The task: Render all the data below as a JSON array of strings, one string per line, omitting any blank lines.

○ ○ ○ ○ ○ ○ ○

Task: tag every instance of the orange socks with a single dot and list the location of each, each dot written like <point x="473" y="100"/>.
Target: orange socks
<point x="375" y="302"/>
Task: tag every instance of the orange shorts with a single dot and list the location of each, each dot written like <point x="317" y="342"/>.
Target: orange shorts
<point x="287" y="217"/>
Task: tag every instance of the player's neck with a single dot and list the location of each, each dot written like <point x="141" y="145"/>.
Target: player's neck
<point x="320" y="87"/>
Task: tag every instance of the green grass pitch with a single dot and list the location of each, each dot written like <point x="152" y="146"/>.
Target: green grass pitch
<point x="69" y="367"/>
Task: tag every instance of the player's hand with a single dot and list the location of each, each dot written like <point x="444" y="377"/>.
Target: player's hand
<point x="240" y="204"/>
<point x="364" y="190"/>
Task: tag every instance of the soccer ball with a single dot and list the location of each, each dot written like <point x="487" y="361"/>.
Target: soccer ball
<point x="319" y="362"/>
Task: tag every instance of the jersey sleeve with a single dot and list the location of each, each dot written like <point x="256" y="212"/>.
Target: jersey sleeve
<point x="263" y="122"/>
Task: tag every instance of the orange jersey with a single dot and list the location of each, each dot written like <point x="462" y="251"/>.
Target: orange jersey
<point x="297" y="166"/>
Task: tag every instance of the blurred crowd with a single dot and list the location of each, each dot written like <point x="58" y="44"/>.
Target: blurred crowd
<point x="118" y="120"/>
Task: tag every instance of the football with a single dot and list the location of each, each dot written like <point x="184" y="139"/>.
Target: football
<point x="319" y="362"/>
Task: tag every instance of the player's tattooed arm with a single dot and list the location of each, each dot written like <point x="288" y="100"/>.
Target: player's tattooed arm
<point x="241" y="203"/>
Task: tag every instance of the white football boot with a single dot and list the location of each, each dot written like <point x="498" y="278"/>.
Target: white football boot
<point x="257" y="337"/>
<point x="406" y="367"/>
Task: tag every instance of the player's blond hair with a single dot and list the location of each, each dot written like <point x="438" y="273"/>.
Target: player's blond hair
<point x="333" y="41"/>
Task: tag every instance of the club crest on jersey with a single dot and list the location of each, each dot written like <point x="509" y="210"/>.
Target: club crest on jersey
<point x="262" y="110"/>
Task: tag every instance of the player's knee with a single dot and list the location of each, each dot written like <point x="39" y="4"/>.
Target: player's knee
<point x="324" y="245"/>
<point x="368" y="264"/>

○ ○ ○ ○ ○ ○ ○

Solution below:
[
  "Task: tag every instance of the orange socks with a single dot and list the location of each, each dot written like <point x=\"473\" y=\"100\"/>.",
  "Target: orange socks",
  "<point x=\"375\" y=\"302\"/>",
  "Task: tag every instance of the orange shorts with a single dot and list the location of each, each dot written like <point x=\"317\" y=\"342\"/>.",
  "Target: orange shorts",
  "<point x=\"287\" y=\"217\"/>",
  "Task: tag every instance of the player's neck with a single dot and list the location of each, each dot written like <point x=\"141\" y=\"145\"/>.",
  "Target: player's neck",
  "<point x=\"320\" y=\"87\"/>",
  "Task: tag every instance of the green grass pitch with a single dot and list the location of each, each dot written like <point x=\"152\" y=\"146\"/>.",
  "Target: green grass pitch",
  "<point x=\"69\" y=\"367\"/>",
  "Task: tag every instance of the player's hand with a single dot and list the location of each, each dot written like <point x=\"444\" y=\"377\"/>.",
  "Target: player's hand",
  "<point x=\"240\" y=\"204\"/>",
  "<point x=\"364\" y=\"190\"/>",
  "Task: tag every instance of the soccer ball with a single dot and list the location of each, each dot written like <point x=\"487\" y=\"361\"/>.",
  "Target: soccer ball",
  "<point x=\"319\" y=\"362\"/>",
  "Task: tag every instance of the jersey sleeve with a single dot and list the location of each, each dot written like <point x=\"256\" y=\"212\"/>.",
  "Target: jersey sleeve",
  "<point x=\"263\" y=\"122\"/>",
  "Task: tag every instance of the orange jersey with a single dot and list the location of each, each dot written like <point x=\"462\" y=\"251\"/>.",
  "Target: orange jersey",
  "<point x=\"297\" y=\"166\"/>",
  "Task: tag every instance of the blurred crowd with a single dot and list the location of each, each dot written like <point x=\"58\" y=\"44\"/>.",
  "Target: blurred crowd",
  "<point x=\"118\" y=\"120\"/>",
  "Task: tag every instance of the football with a single dot and list the location of each, each dot written like <point x=\"184\" y=\"139\"/>.",
  "Target: football",
  "<point x=\"319\" y=\"362\"/>",
  "Task: tag every instance of the player's tattooed arm with a single dot and list the location of each, each dot written like <point x=\"288\" y=\"100\"/>.",
  "Target: player's tattooed arm",
  "<point x=\"241\" y=\"203\"/>",
  "Task: tag every instance of the white football boot with a single dot and list the location of each, each dot written like <point x=\"498\" y=\"278\"/>.",
  "Target: white football boot",
  "<point x=\"257\" y=\"337\"/>",
  "<point x=\"406\" y=\"367\"/>",
  "Task: tag every instance of the player's blond hair with a single dot and list the location of each, each dot written like <point x=\"438\" y=\"273\"/>.",
  "Target: player's blond hair",
  "<point x=\"333\" y=\"41\"/>",
  "Task: tag every instance of the club crest on jersey with a single dot and list the location of each, each dot written like <point x=\"509\" y=\"210\"/>.",
  "Target: club crest on jersey",
  "<point x=\"262\" y=\"110\"/>",
  "Task: tag every instance of the player's knee with a single dot and list the location of each, each dot written like <point x=\"39\" y=\"4\"/>.",
  "Target: player's knee",
  "<point x=\"324\" y=\"245\"/>",
  "<point x=\"368\" y=\"264\"/>"
]